* What you have to do
Where the string "background" occurs in a line of the data below, that line should be copied.

* Data to examine
= = =
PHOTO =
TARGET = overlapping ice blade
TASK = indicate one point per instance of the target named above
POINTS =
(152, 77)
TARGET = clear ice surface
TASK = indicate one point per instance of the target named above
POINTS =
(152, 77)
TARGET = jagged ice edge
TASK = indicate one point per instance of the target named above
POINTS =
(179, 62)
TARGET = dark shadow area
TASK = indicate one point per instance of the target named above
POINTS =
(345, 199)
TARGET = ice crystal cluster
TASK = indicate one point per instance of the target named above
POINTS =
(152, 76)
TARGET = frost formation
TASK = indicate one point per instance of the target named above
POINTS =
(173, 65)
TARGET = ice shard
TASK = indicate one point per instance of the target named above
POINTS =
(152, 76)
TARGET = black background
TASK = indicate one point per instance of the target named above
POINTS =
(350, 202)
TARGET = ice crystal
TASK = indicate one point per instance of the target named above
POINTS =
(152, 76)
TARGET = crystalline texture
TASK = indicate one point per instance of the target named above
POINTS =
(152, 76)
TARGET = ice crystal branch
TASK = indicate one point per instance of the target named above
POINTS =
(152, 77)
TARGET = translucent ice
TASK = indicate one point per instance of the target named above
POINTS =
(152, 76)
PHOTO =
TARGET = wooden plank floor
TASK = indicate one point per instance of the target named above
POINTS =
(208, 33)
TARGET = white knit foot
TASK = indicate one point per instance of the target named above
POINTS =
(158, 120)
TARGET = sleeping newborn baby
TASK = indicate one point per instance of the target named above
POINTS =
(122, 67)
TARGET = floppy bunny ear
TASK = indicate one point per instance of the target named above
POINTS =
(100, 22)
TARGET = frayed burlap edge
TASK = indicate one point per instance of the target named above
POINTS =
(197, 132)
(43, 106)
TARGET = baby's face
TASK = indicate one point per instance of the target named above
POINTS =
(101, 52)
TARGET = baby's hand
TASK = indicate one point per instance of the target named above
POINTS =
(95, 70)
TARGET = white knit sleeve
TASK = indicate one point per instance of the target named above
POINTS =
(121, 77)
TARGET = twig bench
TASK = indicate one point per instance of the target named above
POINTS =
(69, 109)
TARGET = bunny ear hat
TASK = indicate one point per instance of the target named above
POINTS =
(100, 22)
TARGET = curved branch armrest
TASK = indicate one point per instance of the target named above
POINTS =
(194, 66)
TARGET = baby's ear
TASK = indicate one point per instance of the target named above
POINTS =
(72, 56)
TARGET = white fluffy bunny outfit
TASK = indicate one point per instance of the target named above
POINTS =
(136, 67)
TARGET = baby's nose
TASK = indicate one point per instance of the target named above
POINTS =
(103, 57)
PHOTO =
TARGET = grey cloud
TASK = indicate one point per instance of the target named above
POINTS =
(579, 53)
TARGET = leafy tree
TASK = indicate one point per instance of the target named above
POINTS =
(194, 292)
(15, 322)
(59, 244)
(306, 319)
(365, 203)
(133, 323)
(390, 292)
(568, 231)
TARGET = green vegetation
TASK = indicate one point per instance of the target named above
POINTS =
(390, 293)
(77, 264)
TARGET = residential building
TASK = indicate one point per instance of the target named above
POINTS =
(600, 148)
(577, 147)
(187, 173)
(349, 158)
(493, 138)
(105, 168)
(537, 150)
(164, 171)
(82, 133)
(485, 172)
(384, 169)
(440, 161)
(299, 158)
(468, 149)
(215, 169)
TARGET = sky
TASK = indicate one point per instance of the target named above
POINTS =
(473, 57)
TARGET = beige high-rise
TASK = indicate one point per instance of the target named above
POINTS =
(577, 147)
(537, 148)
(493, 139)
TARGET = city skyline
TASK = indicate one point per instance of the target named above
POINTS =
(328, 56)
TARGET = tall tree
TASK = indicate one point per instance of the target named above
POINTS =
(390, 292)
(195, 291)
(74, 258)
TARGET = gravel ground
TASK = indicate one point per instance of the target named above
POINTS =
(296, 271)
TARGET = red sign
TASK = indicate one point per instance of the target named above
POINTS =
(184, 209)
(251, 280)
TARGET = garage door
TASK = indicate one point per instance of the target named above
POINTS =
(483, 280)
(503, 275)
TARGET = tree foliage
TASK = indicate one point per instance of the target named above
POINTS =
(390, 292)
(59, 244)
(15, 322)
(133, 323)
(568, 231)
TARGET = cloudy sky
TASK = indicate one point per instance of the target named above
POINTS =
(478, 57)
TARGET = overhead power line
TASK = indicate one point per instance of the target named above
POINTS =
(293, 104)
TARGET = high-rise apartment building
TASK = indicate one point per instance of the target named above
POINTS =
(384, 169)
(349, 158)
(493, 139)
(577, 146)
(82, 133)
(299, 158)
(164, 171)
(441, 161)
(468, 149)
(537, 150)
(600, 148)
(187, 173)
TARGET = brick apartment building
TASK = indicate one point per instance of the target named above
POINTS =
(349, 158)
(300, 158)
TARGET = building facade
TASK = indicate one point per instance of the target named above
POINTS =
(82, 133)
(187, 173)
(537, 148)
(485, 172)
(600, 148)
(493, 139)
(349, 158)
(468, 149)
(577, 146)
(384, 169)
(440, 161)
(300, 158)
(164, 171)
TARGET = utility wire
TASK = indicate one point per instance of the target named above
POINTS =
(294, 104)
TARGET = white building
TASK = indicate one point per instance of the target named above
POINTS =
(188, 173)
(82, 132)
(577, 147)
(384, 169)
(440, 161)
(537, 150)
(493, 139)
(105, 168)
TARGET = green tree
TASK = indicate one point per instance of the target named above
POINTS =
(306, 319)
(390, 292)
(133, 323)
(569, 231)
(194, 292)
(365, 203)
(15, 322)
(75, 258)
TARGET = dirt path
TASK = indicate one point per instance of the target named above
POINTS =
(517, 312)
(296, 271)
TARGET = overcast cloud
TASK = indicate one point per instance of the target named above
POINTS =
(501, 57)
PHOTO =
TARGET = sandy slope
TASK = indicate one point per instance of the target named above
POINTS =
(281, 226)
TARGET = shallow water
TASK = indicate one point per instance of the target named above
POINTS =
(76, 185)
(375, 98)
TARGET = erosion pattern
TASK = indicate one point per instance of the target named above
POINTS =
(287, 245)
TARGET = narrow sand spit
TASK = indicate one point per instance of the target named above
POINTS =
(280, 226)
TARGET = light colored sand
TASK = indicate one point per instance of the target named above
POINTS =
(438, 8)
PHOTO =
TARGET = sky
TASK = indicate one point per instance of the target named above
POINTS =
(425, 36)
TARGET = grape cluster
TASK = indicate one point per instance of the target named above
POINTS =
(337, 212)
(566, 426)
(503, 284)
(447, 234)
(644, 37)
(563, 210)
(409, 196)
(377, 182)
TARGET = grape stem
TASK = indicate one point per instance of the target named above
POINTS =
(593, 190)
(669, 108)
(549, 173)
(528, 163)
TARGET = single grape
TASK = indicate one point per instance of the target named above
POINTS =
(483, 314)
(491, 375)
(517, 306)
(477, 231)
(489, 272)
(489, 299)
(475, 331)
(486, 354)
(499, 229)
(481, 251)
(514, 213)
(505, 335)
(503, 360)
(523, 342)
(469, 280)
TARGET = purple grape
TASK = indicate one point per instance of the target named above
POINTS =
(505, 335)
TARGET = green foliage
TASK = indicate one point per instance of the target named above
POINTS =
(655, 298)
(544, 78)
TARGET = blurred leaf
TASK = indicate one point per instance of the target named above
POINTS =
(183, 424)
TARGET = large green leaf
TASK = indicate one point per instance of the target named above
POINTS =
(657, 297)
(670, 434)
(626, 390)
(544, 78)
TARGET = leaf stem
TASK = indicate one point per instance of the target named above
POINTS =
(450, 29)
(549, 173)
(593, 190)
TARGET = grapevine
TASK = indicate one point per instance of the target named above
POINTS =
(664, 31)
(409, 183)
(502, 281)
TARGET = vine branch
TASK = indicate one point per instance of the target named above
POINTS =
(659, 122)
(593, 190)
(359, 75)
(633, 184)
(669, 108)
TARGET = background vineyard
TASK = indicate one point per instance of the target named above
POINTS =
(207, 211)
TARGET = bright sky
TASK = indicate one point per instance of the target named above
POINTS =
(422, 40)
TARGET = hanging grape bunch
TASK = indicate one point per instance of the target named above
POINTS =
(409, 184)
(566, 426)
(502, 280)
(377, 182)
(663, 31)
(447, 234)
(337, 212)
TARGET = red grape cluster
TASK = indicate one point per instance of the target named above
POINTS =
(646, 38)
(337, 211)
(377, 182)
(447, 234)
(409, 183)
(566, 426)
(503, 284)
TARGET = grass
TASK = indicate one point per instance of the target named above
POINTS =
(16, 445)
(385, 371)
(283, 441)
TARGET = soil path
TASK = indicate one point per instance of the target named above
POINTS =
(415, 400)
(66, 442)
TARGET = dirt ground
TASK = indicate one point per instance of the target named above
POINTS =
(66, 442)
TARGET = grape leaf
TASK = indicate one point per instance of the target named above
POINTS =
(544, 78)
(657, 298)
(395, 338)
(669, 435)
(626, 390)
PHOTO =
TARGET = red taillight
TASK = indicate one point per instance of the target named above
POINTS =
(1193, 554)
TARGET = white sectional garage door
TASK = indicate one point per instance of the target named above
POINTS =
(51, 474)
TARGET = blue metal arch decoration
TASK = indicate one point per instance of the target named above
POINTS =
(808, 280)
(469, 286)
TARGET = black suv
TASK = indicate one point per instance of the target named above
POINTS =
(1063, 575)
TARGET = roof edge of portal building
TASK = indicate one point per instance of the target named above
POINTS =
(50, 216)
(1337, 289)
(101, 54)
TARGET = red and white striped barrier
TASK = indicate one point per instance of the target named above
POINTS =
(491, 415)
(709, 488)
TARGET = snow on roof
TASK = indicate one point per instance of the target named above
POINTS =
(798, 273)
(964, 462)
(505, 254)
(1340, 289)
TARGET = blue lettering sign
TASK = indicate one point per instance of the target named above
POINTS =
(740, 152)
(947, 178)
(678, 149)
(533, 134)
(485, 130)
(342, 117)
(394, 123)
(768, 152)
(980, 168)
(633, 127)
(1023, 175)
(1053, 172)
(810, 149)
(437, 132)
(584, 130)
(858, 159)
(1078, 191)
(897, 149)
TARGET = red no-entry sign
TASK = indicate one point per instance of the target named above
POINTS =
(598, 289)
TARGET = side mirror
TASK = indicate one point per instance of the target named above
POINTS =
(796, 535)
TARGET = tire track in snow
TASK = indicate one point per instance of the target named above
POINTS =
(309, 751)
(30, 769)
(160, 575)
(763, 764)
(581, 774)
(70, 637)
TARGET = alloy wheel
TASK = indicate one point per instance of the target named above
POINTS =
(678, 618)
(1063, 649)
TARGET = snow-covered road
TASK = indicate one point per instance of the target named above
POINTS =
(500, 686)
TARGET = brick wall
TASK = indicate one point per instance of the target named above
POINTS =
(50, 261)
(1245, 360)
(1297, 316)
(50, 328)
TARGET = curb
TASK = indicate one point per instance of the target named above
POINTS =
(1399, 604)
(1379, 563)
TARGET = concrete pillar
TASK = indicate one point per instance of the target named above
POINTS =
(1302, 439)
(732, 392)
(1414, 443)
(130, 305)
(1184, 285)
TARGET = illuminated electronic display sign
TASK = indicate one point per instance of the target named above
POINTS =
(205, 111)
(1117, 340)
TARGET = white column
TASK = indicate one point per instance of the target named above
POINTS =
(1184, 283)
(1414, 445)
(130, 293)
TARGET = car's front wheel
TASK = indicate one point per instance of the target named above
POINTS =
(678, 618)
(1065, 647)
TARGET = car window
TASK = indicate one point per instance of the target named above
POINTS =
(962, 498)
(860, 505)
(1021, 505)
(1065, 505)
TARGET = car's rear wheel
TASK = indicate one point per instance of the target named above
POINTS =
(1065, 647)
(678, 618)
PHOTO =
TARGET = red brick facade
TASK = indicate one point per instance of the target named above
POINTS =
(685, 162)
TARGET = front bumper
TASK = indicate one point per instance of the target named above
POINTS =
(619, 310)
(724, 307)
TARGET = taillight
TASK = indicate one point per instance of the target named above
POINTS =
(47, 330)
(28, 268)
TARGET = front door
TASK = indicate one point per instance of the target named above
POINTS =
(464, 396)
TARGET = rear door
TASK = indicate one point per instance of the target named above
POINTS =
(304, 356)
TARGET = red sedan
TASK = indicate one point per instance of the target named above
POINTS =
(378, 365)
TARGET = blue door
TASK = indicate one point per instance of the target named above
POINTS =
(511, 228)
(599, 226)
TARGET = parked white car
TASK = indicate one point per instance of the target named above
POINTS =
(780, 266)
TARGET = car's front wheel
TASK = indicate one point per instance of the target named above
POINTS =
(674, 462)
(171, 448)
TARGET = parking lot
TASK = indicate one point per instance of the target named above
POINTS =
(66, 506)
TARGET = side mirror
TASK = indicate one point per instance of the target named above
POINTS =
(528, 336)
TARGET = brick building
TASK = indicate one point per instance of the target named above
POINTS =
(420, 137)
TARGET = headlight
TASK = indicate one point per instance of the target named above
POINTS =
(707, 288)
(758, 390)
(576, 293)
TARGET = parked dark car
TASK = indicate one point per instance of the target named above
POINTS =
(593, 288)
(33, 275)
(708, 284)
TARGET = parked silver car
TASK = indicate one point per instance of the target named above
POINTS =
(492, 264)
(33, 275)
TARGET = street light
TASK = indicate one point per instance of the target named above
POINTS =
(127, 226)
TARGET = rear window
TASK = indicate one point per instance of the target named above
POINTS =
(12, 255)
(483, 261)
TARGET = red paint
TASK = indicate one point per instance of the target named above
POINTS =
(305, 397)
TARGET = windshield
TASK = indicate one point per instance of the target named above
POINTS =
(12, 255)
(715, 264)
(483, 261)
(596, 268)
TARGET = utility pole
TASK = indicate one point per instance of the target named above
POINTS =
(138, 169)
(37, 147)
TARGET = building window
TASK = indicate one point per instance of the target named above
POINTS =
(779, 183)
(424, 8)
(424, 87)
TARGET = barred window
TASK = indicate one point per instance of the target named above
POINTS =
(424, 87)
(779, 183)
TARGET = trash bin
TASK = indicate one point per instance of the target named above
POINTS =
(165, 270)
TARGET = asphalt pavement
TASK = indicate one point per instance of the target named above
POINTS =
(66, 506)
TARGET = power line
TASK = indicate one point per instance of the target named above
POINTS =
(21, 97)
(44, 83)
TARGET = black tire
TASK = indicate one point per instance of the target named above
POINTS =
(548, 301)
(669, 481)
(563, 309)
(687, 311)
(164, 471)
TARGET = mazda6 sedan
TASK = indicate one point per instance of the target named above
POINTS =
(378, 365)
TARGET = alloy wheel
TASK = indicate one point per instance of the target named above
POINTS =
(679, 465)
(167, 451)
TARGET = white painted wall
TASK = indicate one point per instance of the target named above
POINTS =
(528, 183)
= = =
* Task response
TARGET = black background
TARGET = background vineyard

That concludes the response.